**EXERCISE**
Reproduce word for word the full article record below on retrosynthesis and the WHO essential medicines list.

[[ TEXT EXCERPT open ]]

Combining retrosynthesis and mixed-integer optimization for minimizing the chemical inventory needed to realize a WHO essential medicines list

• Main Authors: Gao, Hanyu (Author), Coley, Connor Wilson (Author), Struble, Thomas J (Author), Li, Linyan (Author), Qian, Yujie (Author), Green Jr, William H (Author), Jensen, Klavs F (Author)
• Other Authors: Massachusetts Institute of Technology. Department of Chemical Engineering (Contributor), Massachusetts Institute of Technology. Computer Science and Artificial Intelligence Laboratory (Contributor)
• Format: Article
• Language: English
• Published: Royal Society of Chemistry (RSC), 2020-02-13T15:37:39Z.
• Subjects: Article
• Online Access: Get fulltext

 The access to essential medicines remains a problem in many low-income countries for logistic and expiration limits, among other factors. Enabling flexible replenishment and easier supply chain management by on demand manufacturing from stored starting materials provides a solution to this challenge. Recent developments in computer-aided chemical synthesis planning have benefited from machine learning in different aspects. In this manuscript, we use those techniques to perform a combined analysis of a WHO essential medicines list to identify synthetic routes that minimize chemical inventory that would be required to synthesize the all the active pharmaceutical ingredients. We use a synthesis planning tool to perform retrosynthetic analyses for 99 targets and solve a mixed-integer programming problem to select a combination of pathways that uses the minimal number of chemicals. This work demonstrates the technical feasibility of reducing storage of active pharmaceutical ingredients to a minimal inventory of starting materials.

[[ TEXT EXCERPT closed ]]
[[ DATASET SECTION open ]]

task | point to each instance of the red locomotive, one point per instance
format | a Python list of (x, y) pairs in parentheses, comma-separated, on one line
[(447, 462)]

[[ DATASET SECTION closed ]]

**RESULT OF THIS EXERCISE**
Combining retrosynthesis and mixed-integer optimization for minimizing the chemical inventory needed to realize a WHO essential medicines list

• Main Authors: Gao, Hanyu (Author), Coley, Connor Wilson (Author), Struble, Thomas J (Author), Li, Linyan (Author), Qian, Yujie (Author), Green Jr, William H (Author), Jensen, Klavs F (Author)
• Other Authors: Massachusetts Institute of Technology. Department of Chemical Engineering (Contributor), Massachusetts Institute of Technology. Computer Science and Artificial Intelligence Laboratory (Contributor)
• Format: Article
• Language: English
• Published: Royal Society of Chemistry (RSC), 2020-02-13T15:37:39Z.
• Subjects: Article
• Online Access: Get fulltext

 The access to essential medicines remains a problem in many low-income countries for logistic and expiration limits, among other factors. Enabling flexible replenishment and easier supply chain management by on demand manufacturing from stored starting materials provides a solution to this challenge. Recent developments in computer-aided chemical synthesis planning have benefited from machine learning in different aspects. In this manuscript, we use those techniques to perform a combined analysis of a WHO essential medicines list to identify synthetic routes that minimize chemical inventory that would be required to synthesize the all the active pharmaceutical ingredients. We use a synthesis planning tool to perform retrosynthetic analyses for 99 targets and solve a mixed-integer programming problem to select a combination of pathways that uses the minimal number of chemicals. This work demonstrates the technical feasibility of reducing storage of active pharmaceutical ingredients to a minimal inventory of starting materials.